Placenta Lyposuction - The Bleackness [Void Singularity Recordings - 2018]"The Bleakness" is a relatively new release from the well-known HNW project Placenta Lyposuction, released on CDr by Void Singularity Recordings. The label was newly established in February 2018 by label head Tom Rushton, who was also responsible for the prior Synesthetic Perception Recordings and the project E.E.E.E. among others.
While this release came out in March of this year, the material was recorded in 2010. I always find it interesting when wallers choose to release material they have been sitting on for some time as it raises obvious questions. Did the artist intend to sit on this material for a long time from the offset or were they just having an internal debate about whether the material was worth releasing at all up until the point of release? There are a handful of more old-school wallers who appear to have decided to do this - the recent years saw a number of releases from artists claiming to have recorded the material some five or so years ago. Most notably fresh in my mind was the new Female Harakiri release which came out in 2016, having waited half a decade for release as it had been recorded in 2011.
There is something about this context going in which almost adds a type of enigma to the wall, as though there were a real chance it might never see the 'light of day' and it has been 'uncovered' for us - somehow making it feel more precious. With that said it also sets up the wall-weary listener with a perhaps harsher critical mindset - older walls have historically been something to hark back to nostalgically - and so I'm led to believe this release will make me feel nostalgic, perhaps setting itself up for a fall.

**Data extract**:

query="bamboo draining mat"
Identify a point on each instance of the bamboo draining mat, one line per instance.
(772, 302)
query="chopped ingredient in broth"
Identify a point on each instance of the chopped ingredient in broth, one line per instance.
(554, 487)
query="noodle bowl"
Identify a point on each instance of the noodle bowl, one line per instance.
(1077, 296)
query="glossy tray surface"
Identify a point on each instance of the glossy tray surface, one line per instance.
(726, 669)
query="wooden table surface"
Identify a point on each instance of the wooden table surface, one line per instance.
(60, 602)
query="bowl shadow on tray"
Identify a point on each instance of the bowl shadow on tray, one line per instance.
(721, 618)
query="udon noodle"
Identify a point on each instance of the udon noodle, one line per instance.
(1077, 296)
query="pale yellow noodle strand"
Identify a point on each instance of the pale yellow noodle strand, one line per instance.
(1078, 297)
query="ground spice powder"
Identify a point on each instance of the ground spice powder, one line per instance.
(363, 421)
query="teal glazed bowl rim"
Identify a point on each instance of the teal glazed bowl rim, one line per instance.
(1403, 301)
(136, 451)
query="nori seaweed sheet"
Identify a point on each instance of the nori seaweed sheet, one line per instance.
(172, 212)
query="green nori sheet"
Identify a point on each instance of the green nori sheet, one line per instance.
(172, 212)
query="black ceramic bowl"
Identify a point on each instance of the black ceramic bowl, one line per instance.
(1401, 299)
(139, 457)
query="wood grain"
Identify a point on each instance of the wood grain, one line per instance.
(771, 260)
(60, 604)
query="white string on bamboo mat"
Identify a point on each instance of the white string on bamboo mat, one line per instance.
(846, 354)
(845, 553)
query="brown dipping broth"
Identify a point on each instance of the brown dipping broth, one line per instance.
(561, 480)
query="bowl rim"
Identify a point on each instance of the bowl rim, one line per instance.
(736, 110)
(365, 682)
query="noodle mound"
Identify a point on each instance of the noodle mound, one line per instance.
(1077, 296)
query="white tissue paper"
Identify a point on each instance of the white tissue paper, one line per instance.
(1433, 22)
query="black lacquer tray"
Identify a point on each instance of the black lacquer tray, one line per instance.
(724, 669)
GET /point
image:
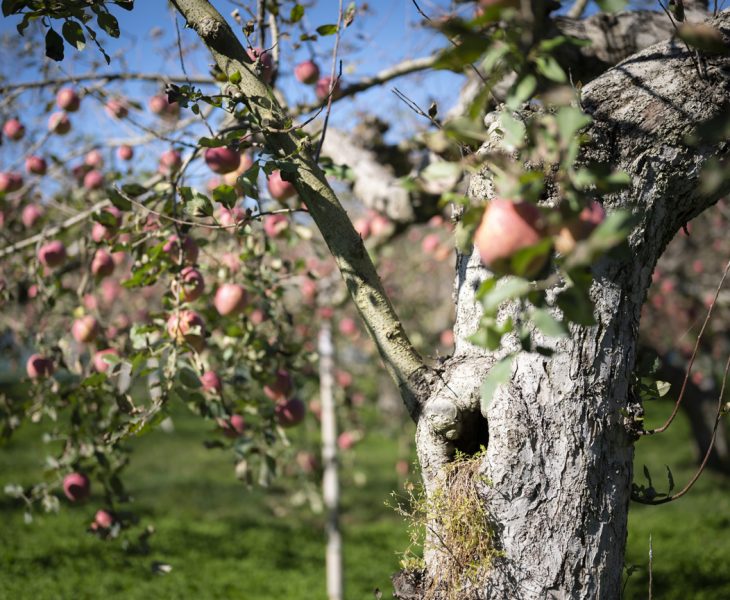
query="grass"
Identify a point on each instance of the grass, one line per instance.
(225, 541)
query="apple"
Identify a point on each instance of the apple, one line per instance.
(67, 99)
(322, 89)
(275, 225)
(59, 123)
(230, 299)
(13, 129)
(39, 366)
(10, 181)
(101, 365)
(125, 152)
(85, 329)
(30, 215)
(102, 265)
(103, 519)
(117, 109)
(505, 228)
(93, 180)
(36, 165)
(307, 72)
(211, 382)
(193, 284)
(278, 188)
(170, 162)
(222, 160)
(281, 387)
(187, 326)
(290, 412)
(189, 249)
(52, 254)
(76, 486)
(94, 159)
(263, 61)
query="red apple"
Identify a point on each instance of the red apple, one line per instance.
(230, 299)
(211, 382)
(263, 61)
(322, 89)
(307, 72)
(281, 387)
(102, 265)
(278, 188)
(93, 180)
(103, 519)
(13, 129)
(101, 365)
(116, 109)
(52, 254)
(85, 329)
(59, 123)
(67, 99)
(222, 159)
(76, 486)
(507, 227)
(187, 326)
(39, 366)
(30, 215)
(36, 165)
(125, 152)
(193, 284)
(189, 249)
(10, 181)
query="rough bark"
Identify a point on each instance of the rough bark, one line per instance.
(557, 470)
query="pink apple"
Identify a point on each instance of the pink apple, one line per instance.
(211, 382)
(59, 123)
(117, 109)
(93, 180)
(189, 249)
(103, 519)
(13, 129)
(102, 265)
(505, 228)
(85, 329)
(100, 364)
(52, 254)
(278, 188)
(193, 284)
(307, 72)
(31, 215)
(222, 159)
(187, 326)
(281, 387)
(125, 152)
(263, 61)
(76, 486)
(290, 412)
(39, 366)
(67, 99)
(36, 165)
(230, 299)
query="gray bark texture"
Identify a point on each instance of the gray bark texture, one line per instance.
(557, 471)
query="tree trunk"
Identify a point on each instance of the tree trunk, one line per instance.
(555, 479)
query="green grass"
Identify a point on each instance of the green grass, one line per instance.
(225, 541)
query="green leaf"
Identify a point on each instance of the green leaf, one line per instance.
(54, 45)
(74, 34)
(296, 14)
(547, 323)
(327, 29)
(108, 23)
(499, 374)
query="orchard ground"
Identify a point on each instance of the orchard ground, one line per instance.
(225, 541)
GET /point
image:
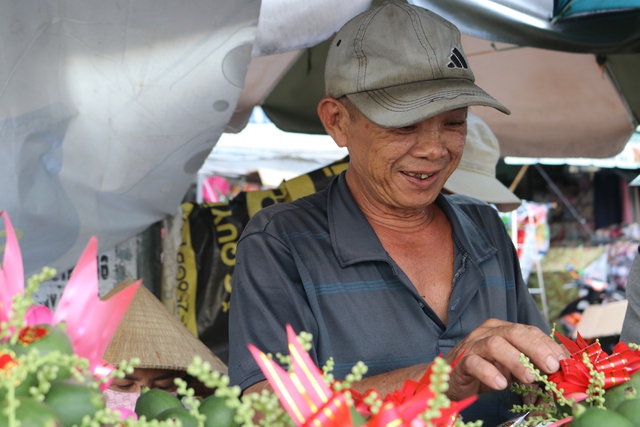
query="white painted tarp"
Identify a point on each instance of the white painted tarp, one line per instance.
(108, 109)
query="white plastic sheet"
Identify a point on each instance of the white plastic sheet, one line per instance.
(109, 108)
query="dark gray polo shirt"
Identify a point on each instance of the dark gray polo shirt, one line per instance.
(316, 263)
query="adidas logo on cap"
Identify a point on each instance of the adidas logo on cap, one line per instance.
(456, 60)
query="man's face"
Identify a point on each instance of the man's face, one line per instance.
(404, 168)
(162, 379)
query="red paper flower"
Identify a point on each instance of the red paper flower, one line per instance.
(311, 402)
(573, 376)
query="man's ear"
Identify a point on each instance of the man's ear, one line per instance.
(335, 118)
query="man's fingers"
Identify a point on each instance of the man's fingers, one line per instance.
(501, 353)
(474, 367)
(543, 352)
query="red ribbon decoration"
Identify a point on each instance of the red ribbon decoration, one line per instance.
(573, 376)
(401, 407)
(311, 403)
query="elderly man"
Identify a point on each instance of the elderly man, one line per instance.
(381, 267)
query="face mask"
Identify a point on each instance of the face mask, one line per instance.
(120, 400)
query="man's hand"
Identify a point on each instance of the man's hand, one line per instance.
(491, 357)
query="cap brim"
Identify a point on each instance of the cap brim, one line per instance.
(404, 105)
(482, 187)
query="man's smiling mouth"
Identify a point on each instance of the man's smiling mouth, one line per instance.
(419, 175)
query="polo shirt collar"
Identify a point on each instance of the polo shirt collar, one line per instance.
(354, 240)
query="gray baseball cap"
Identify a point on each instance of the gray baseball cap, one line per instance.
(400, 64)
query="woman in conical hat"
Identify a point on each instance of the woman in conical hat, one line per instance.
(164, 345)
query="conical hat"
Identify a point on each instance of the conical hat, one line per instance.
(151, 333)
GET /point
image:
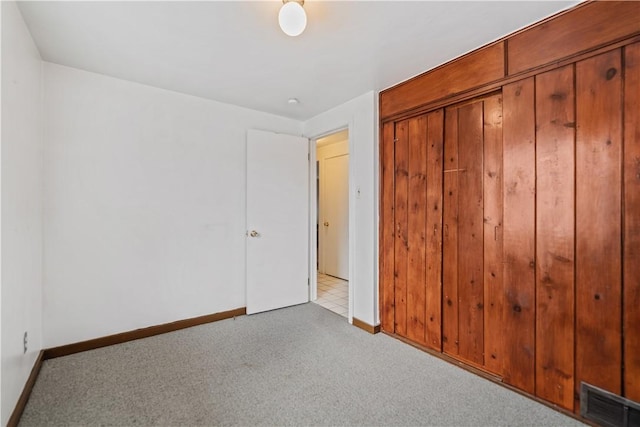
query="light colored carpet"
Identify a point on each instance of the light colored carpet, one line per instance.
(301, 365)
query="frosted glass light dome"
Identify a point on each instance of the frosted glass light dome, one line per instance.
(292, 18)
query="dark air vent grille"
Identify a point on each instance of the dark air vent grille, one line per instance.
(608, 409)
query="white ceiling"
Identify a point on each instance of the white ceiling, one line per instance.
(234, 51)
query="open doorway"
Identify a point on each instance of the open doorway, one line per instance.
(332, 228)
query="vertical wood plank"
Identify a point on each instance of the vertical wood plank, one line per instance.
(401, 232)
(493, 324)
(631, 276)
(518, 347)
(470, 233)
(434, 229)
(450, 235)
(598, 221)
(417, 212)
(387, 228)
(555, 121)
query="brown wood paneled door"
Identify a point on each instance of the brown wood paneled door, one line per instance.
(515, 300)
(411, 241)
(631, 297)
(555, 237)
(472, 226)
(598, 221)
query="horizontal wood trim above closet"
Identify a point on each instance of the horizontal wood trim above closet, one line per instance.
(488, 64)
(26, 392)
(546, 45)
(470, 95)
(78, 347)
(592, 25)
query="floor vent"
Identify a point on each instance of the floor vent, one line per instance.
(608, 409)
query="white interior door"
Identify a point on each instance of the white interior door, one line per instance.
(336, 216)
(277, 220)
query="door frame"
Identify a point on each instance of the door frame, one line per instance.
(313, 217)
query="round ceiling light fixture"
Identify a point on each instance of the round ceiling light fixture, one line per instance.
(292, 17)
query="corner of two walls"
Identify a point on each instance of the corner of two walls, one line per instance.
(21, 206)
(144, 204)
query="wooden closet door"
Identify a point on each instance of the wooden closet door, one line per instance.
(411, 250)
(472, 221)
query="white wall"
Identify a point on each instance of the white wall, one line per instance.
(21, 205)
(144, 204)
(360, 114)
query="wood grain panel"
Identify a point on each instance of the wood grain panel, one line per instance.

==

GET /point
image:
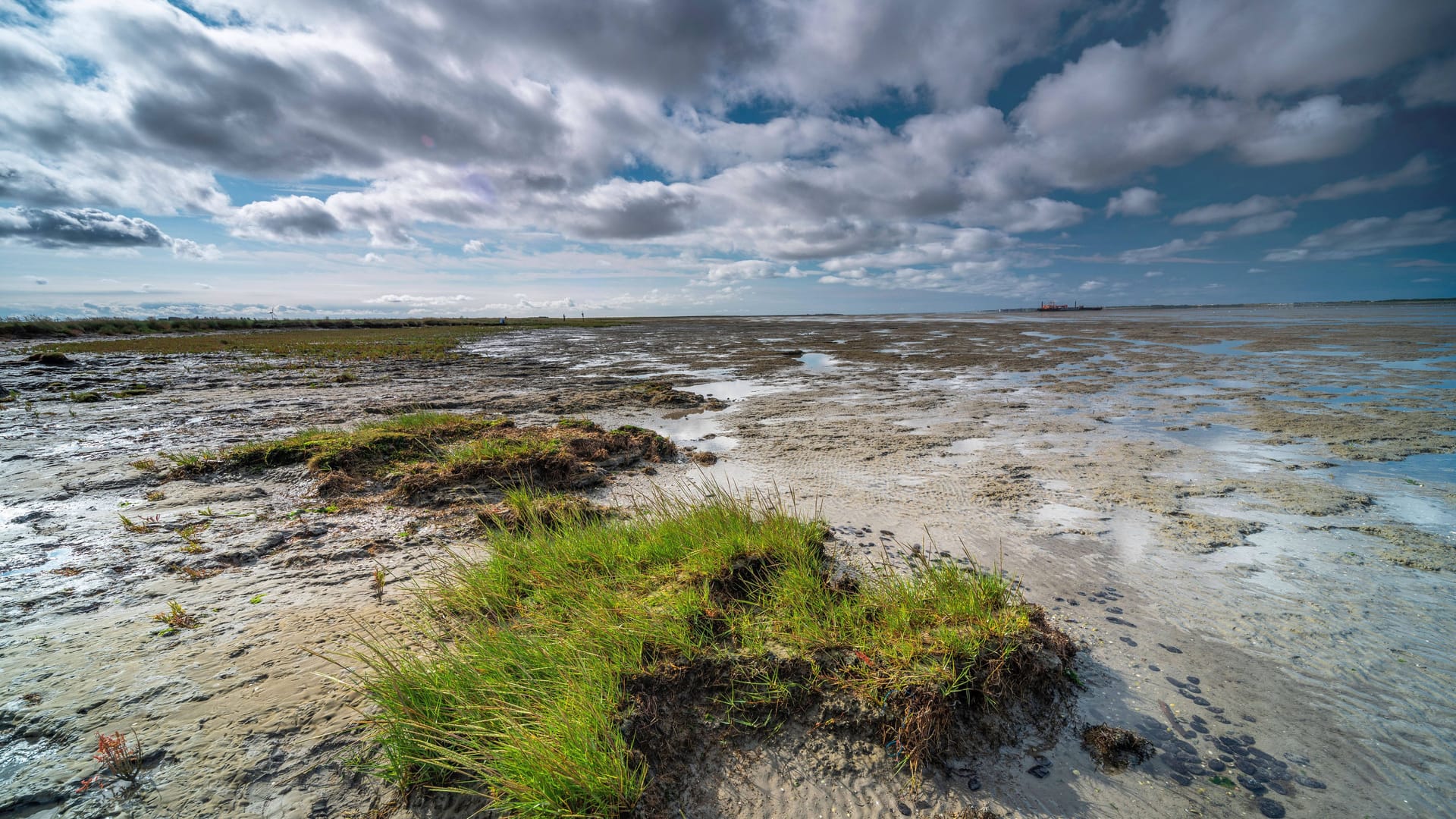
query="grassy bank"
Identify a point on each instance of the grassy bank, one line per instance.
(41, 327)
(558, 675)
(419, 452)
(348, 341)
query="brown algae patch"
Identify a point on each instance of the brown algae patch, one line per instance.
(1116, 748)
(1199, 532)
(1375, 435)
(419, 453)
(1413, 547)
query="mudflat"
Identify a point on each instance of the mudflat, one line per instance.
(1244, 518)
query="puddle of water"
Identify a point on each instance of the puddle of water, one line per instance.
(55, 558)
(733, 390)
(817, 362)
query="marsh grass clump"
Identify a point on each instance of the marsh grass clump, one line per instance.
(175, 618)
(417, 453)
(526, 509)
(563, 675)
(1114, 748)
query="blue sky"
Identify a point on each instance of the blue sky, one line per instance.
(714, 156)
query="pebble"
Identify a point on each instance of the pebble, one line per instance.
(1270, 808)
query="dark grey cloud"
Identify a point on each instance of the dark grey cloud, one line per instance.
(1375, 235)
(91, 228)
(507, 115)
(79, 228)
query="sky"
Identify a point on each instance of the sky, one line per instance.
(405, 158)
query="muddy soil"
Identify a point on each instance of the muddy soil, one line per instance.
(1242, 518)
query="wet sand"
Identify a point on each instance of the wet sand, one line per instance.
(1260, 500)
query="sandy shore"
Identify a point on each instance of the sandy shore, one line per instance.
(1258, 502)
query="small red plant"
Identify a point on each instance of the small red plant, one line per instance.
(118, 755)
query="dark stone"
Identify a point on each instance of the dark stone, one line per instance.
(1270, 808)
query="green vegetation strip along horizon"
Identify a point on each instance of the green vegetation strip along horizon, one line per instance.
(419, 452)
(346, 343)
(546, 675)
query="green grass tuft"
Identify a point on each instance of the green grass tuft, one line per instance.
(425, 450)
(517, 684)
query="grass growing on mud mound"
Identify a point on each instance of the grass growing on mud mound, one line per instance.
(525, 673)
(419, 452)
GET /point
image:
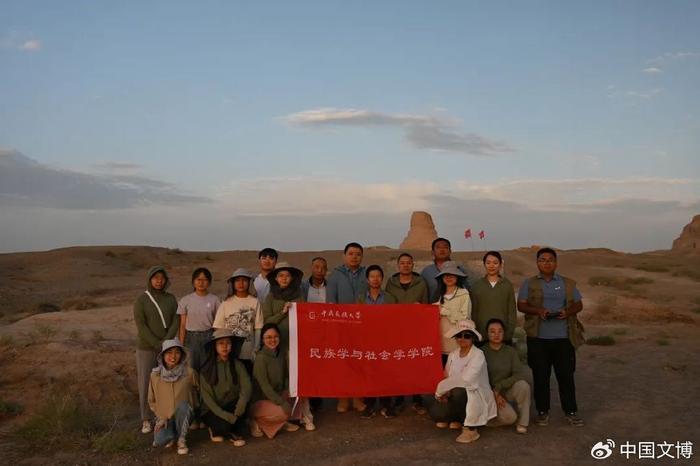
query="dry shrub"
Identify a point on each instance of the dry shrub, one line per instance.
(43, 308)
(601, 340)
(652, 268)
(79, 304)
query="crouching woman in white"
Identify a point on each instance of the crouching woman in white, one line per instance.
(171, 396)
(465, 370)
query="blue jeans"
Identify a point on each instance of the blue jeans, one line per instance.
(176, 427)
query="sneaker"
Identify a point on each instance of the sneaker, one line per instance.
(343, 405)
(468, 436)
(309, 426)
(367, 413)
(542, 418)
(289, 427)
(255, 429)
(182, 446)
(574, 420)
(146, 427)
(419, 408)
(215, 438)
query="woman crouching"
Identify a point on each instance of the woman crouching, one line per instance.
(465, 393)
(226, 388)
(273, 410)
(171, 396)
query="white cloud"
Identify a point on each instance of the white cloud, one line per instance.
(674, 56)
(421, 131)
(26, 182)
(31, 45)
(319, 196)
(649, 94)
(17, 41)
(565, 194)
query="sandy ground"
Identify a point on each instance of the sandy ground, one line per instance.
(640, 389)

**Task list**:
- a) In the review of "The Bleakness," who founded Void Singularity Recordings?
- b) Carry on the review of "The Bleakness" from its final sentence.

**Answers to each task**:
- a) Tom Rushton

- b)
The release in question is one single half-hour wall - a run-time I find slightly surprising as I'm used to CDr releases of HNW taking full advantage of the ability to fit an hour or more. The physical release itself is pointedly DIY - the artwork and inlay is clearly home-printed (or at least, cheaply printed) and hand-cut, the CDr case seems fairly standard and the choice of white block text lettering on black for the recurring layout across releases also feels normal and expected for the DIY scene within experimental and noise music. With this said, there is something generic about it and I can't quite figure out where I stand on this - on the one hand, there is something about the cheap, inexpensive aesthetic that reeks of 'the true essence' of noise and holding few prejudices towards levels of skill when it comes to presentation - on the other hand, there are many labels in noise, and in HNW specifically, who are going out of their way to make very unique and inspiring releases which are presented with beautiful and seemingly professionally put-together artwork and packaging for their releases and it is hard not to hold these labels up as an ideal and as a favorable comparison to the easily duplicated efforts of a DIY and uniform label of this calibre.
The wall starts off fairly loud and crunchy and the crunching is on a gradual and incremental increase - fairly quickly we hear new layers smash on top of the wall until what already seemed like a relatively loud wall has become a true example of the 'maximal' side of HNW mixing - leaving only the tiniest smidges of low volume settings open to those who would dare defile this wall by playing it low and turning it into an ambient doppelganger of its former self. With this said, you do lose a lot when you choose to play this wall quietly - there is a smattering of static swathes which seem to muffle out completely at certain low volumes and I would strongly recommend the listener does what they can to avoid omitting these. Once properly enthralled by them, the wall bludgeons the listener like an unrelenting series of large oceanic waves. And yes, as my expectations had set me up to do so, I am confronted with a sense of the 'old-school' - and yet it is very hard to place what exactly conveys this, it would be easiest to ambiguously say there was simply an 'atmosphere' which conveyed such a feeling but to be clear, the staunch weight that comes with this maximal blaring titan of HNW has much to do with it as well. The title and artwork seem to allude to the popular trope of nihilism and despair that we have seen from other wallers of a 'European school', most notably Vomir, an artist who has shown multiple uses of black and white imagery very akin to that which we see here across his own releases. It is hard to imagine that this was not done knowingly by the artist and perhaps meant as a direct homage or at least a knowing, nodding reference.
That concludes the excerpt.